• To be done:
Please locate each line in the data below that contains the word "segment", and copy those lines out.
------
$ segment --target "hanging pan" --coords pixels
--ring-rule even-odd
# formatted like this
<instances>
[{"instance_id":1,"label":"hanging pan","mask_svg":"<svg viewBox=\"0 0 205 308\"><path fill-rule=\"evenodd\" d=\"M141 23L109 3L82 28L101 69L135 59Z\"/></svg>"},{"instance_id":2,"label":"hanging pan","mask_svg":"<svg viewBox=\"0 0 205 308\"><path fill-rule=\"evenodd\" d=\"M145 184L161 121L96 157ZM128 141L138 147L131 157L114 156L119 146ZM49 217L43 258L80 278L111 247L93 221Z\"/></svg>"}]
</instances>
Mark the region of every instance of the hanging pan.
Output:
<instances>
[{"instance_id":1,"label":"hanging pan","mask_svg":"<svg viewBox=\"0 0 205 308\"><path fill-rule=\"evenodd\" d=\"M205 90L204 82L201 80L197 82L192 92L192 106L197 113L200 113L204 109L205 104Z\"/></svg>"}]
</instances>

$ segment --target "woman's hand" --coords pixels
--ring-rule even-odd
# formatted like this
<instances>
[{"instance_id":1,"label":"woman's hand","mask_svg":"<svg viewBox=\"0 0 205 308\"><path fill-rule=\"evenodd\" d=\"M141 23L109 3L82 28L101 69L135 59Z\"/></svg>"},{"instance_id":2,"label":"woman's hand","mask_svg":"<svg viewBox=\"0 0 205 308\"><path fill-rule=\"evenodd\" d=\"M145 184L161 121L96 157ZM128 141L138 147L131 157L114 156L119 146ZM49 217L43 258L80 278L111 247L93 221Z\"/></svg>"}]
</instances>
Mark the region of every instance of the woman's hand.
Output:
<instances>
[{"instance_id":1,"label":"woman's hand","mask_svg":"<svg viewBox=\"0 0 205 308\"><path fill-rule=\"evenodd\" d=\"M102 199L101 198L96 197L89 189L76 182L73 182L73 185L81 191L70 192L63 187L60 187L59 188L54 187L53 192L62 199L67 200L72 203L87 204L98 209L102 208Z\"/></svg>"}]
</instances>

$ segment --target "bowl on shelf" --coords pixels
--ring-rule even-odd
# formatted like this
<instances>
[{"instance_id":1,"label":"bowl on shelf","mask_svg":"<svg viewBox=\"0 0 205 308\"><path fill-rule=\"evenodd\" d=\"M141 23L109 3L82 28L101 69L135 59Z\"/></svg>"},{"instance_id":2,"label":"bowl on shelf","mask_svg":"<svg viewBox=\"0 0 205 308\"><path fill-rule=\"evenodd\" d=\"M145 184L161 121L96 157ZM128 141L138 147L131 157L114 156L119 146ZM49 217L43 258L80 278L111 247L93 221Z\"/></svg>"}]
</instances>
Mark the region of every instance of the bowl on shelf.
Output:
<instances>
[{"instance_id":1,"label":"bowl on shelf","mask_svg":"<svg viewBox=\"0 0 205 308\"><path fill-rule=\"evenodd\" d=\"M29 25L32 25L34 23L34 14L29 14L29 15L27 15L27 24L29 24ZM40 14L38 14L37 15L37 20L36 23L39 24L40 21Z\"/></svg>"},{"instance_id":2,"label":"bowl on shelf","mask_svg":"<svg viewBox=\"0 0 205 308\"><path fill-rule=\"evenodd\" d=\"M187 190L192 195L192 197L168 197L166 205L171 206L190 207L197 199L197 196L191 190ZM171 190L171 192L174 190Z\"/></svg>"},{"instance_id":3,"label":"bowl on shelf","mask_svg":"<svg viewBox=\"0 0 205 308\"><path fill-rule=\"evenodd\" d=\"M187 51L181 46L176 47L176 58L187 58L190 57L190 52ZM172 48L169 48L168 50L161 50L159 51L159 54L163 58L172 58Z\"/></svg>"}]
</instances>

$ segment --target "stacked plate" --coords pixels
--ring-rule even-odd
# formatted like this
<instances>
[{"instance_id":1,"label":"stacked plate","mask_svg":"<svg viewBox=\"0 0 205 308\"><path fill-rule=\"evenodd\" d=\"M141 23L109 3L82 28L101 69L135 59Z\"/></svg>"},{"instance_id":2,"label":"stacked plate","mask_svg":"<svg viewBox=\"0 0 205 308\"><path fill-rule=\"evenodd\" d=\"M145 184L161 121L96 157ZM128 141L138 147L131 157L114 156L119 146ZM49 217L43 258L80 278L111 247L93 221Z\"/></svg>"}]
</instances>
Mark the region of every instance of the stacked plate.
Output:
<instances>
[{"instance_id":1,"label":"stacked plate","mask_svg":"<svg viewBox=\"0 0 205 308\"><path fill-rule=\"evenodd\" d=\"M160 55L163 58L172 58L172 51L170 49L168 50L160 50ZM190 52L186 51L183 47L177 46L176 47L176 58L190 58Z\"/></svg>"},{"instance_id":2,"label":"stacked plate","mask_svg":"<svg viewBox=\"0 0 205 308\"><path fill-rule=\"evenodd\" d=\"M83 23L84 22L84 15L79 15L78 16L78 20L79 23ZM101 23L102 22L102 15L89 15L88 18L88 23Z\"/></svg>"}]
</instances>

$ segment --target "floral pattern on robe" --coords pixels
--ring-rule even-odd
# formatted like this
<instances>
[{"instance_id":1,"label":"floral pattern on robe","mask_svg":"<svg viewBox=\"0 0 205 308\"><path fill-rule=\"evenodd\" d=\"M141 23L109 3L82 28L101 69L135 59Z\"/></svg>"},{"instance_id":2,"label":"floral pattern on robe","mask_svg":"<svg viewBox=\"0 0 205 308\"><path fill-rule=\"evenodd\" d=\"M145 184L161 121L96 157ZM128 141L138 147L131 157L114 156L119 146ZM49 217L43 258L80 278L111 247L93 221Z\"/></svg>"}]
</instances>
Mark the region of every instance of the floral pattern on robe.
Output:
------
• Correct response:
$ segment --target "hanging pan" --coords pixels
$ segment --target "woman's hand" --coords pixels
$ segment --target "bowl on shelf" --coords pixels
$ segment --target "stacked plate" --coords pixels
$ segment --target "floral pattern on robe" --coords pixels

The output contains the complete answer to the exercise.